What you need to do
(A) Translate this sentence from the passage on the ATM security system into Spanish: "It is to be understood that both the foregoing general description and the following detailed description are exemplary, but are not restrictive, of the invention."
(B) Write the next part of the passage on the ATM security system, picking up after its final sentence.

To achieve these and other objects, and in view of its purposes, the present invention provides a security system for use in an apparatus comprising a cabinet having at least one removable container secured within the cabinet, the removable container for storing valuables therein, the security system comprising:

  • (1) a first electronic module housed within the cabinet, the first module comprising:
    • (a) one or more inputs for receiving an output of at least one sensor sensing activity predetermined to indicate a security threat,
    • (b) a first logic circuit in communication with said one or more inputs and
    • (c) a first wireless communication device connected to said logic circuit; and
  • (2) a second electronic module housed within the container comprising:
    • (a) a second wireless communication device;
    • (b) a second logic circuit connected to said second wireless communication device; and
    • (c) at least one output for sending an activation signal to a theft deterrent device in response to a pre-programmed sequence of events including at least one communication from the first controller.

It is to be understood that both the foregoing general description and the following detailed description are exemplary, but are not restrictive, of the invention.


The invention is best understood from the following detailed description when read in connection with the accompanying drawing. It is emphasized that, according to common practice, the various features of the drawing are not to scale. On the contrary, the dimensions of the various features are arbitrarily expanded or reduced for clarity. Included in the drawing are the following figures:

FIG. 1 is a schematic representation of an elevation cross section of a typical ATM machine identifying various elements of such machine pertinent to the present invention;

FIG. 2 is a block diagram showing the elements comprising the primary control unit (PCU).

Recorded information
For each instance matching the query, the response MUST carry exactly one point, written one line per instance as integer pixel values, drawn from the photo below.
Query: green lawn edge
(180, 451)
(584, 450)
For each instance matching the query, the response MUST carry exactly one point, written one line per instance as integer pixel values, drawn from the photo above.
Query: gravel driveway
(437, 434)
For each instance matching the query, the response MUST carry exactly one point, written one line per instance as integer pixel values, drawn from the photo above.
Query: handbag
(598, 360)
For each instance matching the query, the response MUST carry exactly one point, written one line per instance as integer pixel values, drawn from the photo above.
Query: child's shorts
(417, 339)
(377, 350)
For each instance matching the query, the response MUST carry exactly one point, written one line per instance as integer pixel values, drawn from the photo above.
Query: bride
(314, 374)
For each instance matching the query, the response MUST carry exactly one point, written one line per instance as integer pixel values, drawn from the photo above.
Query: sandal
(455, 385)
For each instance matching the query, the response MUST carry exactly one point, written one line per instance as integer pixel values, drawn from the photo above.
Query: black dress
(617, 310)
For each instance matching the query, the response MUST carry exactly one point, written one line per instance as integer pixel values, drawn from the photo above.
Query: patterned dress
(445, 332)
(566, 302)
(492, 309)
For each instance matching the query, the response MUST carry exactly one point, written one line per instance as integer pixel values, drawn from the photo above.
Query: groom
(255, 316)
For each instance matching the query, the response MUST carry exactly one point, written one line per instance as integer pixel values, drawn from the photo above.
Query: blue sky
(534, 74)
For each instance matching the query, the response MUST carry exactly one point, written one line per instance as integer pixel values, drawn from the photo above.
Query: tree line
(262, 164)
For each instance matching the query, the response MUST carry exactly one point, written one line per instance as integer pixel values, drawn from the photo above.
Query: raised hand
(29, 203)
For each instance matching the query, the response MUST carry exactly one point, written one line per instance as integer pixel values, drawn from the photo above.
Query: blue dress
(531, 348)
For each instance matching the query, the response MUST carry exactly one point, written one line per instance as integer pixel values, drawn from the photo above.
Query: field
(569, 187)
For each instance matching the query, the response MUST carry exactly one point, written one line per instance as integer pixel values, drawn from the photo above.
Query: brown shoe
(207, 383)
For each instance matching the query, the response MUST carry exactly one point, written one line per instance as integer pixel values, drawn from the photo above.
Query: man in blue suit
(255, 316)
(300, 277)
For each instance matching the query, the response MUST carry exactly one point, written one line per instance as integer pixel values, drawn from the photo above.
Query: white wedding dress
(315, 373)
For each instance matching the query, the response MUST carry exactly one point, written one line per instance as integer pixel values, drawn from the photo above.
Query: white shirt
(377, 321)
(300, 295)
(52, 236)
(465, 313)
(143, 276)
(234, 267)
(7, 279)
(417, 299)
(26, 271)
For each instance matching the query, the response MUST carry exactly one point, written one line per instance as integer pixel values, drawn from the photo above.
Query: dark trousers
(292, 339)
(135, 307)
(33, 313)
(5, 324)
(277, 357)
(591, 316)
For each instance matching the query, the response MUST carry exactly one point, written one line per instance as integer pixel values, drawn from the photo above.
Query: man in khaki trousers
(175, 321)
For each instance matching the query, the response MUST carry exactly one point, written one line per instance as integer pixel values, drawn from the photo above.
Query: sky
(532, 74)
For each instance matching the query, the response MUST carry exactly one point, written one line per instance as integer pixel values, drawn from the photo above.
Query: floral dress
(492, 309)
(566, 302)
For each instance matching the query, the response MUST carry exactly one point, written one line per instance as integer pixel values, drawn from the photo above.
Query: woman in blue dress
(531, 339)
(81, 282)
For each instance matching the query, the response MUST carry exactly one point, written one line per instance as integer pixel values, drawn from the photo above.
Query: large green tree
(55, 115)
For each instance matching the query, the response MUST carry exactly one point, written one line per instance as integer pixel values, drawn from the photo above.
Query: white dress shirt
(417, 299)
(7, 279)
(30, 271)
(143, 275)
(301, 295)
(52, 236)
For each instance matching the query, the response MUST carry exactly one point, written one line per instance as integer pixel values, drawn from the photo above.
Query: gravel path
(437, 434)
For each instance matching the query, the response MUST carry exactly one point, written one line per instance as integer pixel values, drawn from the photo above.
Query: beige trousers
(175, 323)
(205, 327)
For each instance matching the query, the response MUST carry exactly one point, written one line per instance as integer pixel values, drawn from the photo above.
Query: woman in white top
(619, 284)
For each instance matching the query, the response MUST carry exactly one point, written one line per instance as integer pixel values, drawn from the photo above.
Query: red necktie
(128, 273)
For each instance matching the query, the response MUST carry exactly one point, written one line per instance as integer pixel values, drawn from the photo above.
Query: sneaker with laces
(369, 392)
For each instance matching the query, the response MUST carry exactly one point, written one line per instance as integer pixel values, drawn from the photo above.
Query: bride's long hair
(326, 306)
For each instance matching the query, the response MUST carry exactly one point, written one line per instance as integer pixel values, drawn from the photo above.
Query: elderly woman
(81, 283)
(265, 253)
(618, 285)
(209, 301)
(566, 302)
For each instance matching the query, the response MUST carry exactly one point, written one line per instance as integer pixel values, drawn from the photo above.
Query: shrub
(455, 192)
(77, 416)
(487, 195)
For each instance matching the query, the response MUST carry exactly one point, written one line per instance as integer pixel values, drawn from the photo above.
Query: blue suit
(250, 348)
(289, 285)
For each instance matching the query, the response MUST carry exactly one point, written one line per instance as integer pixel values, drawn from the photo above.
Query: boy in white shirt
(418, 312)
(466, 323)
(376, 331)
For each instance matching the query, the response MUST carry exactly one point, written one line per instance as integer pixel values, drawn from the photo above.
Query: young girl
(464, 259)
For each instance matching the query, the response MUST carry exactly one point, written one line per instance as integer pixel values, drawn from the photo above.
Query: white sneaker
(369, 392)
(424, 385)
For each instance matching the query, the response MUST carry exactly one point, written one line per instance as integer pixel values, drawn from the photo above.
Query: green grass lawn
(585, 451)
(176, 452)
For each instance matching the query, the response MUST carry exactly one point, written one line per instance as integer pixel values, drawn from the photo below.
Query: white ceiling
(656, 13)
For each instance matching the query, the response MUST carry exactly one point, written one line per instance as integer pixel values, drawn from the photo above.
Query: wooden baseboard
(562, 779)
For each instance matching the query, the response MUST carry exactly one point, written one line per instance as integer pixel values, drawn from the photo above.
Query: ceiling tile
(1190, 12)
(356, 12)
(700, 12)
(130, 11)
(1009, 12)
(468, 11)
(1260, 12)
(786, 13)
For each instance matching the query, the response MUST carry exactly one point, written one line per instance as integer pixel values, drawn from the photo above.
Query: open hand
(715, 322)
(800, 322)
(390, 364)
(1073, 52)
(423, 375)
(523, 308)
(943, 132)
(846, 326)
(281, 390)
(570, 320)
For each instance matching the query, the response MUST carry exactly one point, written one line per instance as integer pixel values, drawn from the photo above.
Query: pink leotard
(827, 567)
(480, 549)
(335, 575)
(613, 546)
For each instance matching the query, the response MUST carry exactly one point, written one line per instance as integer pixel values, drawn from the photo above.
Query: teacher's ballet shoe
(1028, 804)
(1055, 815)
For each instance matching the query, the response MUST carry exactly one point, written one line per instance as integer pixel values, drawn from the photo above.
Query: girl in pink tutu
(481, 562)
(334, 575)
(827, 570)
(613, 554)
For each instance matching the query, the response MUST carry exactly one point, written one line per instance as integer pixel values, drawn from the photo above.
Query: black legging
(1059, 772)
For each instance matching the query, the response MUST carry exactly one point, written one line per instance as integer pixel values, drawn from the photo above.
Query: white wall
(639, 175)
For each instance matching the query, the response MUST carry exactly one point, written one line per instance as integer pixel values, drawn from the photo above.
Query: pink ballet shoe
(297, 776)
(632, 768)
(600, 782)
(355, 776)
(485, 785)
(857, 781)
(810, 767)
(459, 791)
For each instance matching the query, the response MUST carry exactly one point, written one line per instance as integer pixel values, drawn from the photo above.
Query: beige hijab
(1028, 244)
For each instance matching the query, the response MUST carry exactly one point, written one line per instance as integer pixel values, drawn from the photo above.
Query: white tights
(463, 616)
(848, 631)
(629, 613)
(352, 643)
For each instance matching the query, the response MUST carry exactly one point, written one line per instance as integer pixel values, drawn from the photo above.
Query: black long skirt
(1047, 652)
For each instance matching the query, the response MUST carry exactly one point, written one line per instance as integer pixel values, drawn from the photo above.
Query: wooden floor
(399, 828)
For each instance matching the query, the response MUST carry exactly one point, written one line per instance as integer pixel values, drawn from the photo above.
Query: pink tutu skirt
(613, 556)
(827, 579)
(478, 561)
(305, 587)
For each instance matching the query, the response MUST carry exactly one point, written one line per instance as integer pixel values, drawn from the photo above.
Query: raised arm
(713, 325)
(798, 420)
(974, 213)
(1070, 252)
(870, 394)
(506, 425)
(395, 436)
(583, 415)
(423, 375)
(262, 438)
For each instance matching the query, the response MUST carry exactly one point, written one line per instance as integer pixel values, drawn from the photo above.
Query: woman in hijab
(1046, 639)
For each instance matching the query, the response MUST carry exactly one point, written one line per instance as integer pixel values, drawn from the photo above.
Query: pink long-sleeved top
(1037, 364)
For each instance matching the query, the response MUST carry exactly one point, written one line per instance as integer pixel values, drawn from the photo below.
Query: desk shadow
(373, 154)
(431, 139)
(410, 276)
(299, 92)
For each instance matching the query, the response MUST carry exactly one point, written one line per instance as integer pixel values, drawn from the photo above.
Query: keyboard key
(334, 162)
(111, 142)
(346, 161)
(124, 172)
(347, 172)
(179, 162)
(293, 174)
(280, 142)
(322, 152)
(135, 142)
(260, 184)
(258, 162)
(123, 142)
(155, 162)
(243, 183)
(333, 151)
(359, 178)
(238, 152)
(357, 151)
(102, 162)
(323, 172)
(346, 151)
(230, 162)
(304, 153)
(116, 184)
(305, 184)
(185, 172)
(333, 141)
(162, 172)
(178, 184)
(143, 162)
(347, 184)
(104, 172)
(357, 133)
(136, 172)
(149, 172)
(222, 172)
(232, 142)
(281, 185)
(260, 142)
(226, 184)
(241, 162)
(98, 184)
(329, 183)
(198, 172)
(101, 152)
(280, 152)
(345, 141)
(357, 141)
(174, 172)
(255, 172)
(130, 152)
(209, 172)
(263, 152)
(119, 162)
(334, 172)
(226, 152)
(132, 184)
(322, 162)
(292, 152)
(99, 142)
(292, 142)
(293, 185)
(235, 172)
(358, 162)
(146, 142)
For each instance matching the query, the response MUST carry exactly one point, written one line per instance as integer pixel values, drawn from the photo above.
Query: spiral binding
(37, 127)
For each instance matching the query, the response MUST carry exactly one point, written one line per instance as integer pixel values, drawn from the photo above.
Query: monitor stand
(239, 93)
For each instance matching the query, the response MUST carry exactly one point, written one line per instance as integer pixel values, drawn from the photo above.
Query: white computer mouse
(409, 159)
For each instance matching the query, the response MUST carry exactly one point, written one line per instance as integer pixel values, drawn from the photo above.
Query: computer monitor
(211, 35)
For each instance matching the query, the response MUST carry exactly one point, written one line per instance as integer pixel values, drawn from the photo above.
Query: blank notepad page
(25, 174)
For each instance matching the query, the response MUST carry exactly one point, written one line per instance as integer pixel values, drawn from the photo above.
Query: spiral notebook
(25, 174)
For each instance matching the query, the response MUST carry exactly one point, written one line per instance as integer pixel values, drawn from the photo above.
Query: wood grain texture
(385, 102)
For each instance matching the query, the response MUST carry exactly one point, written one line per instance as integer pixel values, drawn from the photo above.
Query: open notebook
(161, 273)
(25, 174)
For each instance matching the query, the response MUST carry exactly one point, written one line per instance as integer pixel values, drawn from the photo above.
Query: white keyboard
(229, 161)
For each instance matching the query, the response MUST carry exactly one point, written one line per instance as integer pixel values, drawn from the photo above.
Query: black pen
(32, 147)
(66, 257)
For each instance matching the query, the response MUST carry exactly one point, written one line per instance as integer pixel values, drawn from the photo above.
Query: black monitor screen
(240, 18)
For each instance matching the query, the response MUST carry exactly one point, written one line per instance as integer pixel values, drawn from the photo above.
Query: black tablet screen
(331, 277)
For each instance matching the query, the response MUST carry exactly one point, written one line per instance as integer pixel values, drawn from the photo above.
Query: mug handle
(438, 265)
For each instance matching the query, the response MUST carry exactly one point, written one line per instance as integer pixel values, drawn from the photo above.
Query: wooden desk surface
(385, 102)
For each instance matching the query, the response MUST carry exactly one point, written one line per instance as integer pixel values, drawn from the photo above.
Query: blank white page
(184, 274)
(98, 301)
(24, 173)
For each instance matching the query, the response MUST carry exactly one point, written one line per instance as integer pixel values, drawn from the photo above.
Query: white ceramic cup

Answers to the exercises
(A) Debe entenderse que tanto la descripción general anterior como la descripción detallada siguiente son ejemplares, pero no restrictivas, de la invención.

(B)
FIG. 3 is a block diagram showing the elements comprising the secondary control unit (SCU).


Referring now to the drawing, wherein like reference numerals refer to like elements throughout, FIG. 1 shows a typical automatic teller machine, 10. In order not to unduly complicate the description of the present invention, only elements related to the present invention are shown, even though ATMs are complex machines with a plurality of functions. Furthermore the elements shown are elements that are typically found in most, if not all, ATMs regardless of manufacturer or model. The ATM 10 comprises an enclosure 12 forming a container housing numerous elements needed for the operation of the ATM. Such enclosure may be located within a building wall structure 14 or may be free standing. The ATM wall may be heavy gauge metal or plastic. Within the enclosure there are typically an interface electronic circuitry and associated devices for communicating with a customer 16 and with a remote central computer (not shown) usually located at a Bank branch or central office. Such communication with such central computer is most often through a telephone line and modem arrangement.

Still within the enclosure there is located at least one, and usually four or more, cash containers 20 (hereinafter referred to as “cassettes”). The cassettes 20 are preferably not integral to a particular ATM, but are removable and replaceable so that empty cassettes are removed and replaced with filled cassettes during servicing of the ATM without need for handling loose cash during the servicing process. The cassettes are designed to co-operate with a cash dispensing mechanism for dispensing cash to a customer using the ATM after a predetermined sequence of events, such as insertion of an ID card, proper identification of the customer, verification of the customer's credit, etc. Some of these functions occur locally in the ATM, whereas others are performed by the central computer.

Most ATMs further include a number of sensors schematically represented by block 22. Such sensors usually provide signals indicative of certain predetermined “alarm” conditions, including but not limited to smoke, heat, seismic motion, tilting beyond an acceptable amount, movement, and the like. The sensors communicate the alarm condition to the bank central computer for further action.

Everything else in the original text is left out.